TASK GOAL:
Show each row below that contains the string "white", copying the whole row. Matching is case-sensitive.

EXERCISE MATERIAL:
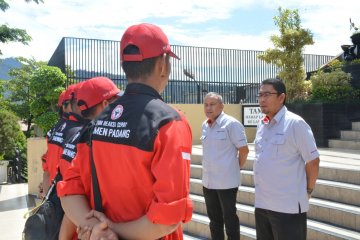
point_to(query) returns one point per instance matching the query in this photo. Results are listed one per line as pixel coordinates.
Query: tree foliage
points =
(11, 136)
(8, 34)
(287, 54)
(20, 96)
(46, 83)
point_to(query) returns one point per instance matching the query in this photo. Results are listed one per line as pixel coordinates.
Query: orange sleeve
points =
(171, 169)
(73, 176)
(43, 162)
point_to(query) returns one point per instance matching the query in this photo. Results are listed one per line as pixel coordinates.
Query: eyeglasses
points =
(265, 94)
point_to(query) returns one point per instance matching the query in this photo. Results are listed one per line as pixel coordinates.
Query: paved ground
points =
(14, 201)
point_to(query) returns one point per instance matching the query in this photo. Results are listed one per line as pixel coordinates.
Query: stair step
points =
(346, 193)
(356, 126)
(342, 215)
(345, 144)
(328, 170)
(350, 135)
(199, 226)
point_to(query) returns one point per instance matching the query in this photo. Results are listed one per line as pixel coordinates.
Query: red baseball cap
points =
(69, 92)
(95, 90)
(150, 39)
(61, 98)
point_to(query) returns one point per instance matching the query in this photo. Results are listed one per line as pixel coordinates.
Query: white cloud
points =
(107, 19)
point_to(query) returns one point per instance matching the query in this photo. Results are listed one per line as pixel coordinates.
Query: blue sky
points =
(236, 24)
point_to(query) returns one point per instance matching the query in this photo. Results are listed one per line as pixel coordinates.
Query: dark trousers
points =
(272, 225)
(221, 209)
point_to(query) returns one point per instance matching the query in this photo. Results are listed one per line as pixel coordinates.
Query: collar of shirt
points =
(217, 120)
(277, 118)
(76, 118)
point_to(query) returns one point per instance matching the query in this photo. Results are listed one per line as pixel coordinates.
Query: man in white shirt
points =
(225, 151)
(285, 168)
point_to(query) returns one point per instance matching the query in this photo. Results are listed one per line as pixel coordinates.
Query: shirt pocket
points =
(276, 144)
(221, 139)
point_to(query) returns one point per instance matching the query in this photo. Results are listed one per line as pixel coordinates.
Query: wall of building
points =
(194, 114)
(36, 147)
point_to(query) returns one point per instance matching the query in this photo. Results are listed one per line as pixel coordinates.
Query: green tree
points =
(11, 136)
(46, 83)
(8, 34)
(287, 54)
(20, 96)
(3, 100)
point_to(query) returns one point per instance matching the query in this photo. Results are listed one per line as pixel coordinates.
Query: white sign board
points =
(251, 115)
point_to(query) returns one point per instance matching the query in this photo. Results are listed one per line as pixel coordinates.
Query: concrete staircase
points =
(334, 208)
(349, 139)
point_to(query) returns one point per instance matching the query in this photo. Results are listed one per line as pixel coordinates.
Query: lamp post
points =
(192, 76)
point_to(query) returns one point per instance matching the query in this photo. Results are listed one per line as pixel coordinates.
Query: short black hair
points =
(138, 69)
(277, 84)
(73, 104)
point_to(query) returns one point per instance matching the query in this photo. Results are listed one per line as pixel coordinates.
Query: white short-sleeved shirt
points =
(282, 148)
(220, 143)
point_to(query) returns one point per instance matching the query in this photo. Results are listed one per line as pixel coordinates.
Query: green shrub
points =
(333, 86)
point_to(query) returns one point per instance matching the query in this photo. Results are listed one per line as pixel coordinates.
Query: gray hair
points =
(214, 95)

...

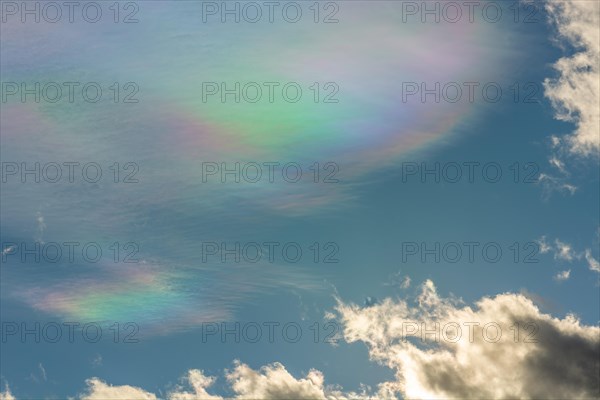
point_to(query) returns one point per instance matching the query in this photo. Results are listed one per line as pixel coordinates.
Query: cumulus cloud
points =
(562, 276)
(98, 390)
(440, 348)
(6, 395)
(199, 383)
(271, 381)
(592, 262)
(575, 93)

TASK RESULT:
Query: white cloud
Query: man in white shirt
Query: white sign board
Query: white short-sleeved shirt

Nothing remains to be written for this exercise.